# [PROBLEM REQUIREMENTS]
Please output every entry below precisely as written.

[[ EXERCISE MATERIAL open ]]

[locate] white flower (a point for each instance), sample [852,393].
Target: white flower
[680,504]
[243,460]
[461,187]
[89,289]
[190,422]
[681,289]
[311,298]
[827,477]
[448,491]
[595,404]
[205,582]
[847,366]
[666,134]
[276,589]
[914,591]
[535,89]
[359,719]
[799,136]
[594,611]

[[ EXERCISE MATERIAL closed ]]

# [TASK OUTPUT]
[locate] white flower (a point for each instance), sample [852,393].
Target: white flower
[680,504]
[243,460]
[461,187]
[89,289]
[190,422]
[681,289]
[311,298]
[827,477]
[448,491]
[595,404]
[205,582]
[847,366]
[666,134]
[276,589]
[914,591]
[535,89]
[359,719]
[799,136]
[594,611]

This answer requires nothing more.